**What this exercise asks:**
1) Copy everything from "It can shape" down to "at both types." in the peer pressure guide below.
2) Answer these from the peer pressure guide below:
(a) Who reviewed the guide?
(b) Because of social media, peer pressure now reaches into what?
(c) What two examples of direct peer pressure are given?

**Text passage:**
6 Ways to Help Your Teen Manage Peer Pressure

Reviewed by Dr Lucy Russell DClinPsyc CPsychol AFBPsS
Hayley Vaughan Smith, Person Centred Counsellor and The Ridge Practice and Everlief Child Psychology
Author: Hayley Vaughan-Smith, Person-Centred Counsellor

Peer pressure can have a powerful influence on young people’s wellbeing during their teenage years.

It can shape their behaviours and attitudes when they are going through a really important time of growth and development. 

In this guide, I’ll share effective strategies to help you and your teenager understand and navigate peer pressure positively.

close up of teen girl with black hair

Teenagers and Peer Pressure Today 

Teenagers crave acceptance and often seek to fit into social groups. These groups can influence how they act, think, and feel.

With today’s digital age and the prevalence of social media, peer pressure now extends to online communities, amplifying its effects.

Peer pressure can be direct or indirect. Let’s have a quick look at both types.

Direct Peer Pressure 

Direct peer pressure comes as explicit requests or demands from peers, like telling your teen to skip class or send inappropriate photos.

Indirect Peer Pressure

Indirect peer pressure involves subtle cues or implied expectations, like dressing a certain way or holding specific attitudes.

**Dataset records:**

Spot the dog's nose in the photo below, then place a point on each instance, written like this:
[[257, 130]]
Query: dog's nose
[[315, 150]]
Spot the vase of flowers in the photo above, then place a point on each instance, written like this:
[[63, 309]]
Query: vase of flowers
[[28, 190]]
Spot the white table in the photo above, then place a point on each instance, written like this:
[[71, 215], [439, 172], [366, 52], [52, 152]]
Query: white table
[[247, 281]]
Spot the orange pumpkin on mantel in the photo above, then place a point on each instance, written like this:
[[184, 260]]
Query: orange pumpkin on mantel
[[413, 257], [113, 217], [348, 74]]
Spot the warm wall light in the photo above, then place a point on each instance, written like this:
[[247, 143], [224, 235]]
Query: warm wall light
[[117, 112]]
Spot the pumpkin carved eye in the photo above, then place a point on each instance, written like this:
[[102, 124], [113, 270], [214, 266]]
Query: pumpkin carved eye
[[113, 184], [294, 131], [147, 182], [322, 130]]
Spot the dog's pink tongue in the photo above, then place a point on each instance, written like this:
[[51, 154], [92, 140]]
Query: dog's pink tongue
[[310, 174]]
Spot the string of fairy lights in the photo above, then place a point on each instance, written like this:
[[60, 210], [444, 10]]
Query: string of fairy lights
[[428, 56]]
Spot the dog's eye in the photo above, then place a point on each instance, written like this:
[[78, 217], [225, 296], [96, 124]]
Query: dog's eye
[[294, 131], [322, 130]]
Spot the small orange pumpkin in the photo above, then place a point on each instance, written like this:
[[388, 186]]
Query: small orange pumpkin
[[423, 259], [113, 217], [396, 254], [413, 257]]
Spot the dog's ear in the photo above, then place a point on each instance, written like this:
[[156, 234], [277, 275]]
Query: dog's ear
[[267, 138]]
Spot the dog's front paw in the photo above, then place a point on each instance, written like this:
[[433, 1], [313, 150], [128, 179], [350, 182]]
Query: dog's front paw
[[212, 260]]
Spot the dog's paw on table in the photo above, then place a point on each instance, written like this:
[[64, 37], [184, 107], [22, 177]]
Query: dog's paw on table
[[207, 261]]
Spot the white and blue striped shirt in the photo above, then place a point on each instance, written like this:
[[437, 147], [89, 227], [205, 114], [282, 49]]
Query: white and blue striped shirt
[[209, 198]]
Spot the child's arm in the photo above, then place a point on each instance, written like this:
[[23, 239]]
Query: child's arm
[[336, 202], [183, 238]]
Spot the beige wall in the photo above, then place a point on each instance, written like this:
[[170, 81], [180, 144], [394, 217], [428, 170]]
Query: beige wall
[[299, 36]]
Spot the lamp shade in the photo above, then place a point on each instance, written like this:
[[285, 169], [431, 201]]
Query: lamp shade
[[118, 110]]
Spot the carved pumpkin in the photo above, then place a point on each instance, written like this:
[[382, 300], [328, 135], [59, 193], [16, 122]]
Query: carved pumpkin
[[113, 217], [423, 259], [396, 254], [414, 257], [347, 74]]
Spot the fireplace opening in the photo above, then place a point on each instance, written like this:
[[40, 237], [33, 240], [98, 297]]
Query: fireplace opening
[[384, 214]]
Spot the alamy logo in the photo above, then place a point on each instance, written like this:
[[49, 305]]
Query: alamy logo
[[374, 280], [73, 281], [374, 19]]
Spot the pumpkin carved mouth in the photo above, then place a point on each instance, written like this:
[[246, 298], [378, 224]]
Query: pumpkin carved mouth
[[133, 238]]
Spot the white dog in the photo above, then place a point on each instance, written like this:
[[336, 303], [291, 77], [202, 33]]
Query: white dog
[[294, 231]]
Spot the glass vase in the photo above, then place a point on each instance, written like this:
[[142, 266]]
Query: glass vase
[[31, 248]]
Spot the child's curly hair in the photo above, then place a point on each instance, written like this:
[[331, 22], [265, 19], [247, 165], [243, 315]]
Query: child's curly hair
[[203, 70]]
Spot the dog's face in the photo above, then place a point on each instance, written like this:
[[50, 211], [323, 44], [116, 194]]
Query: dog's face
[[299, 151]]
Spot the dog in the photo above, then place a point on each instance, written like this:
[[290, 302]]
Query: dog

**Answers by task:**
1)
It can shape their behaviours and attitudes when they are going through a really important time of growth and development. 

In this guide, I’ll share effective strategies to help you and your teenager understand and navigate peer pressure positively.

close up of teen girl with black hair

Teenagers and Peer Pressure Today 

Teenagers crave acceptance and often seek to fit into social groups. These groups can influence how they act, think, and feel.

With today’s digital age and the prevalence of social media, peer pressure now extends to online communities, amplifying its effects.

Peer pressure can be direct or indirect. Let’s have a quick look at both types.

2)
(a) Dr Lucy Russell DClinPsyc CPsychol AFBPsS
(b) Online communities
(c) Telling a teen to skip class and telling a teen to send inappropriate photos